[Opening RECORDS SHOWN section]

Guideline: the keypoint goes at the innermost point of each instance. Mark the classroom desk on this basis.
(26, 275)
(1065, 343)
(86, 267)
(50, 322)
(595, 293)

[Closing RECORDS SHOWN section]

REQUIRED ACTION - Retype every entry above, word for word.

ANSWER FOR THIS EXERCISE -
Guideline: the keypoint goes at the innermost point of each instance. Mark the classroom desk on this basis.
(26, 275)
(1065, 343)
(86, 267)
(50, 322)
(595, 293)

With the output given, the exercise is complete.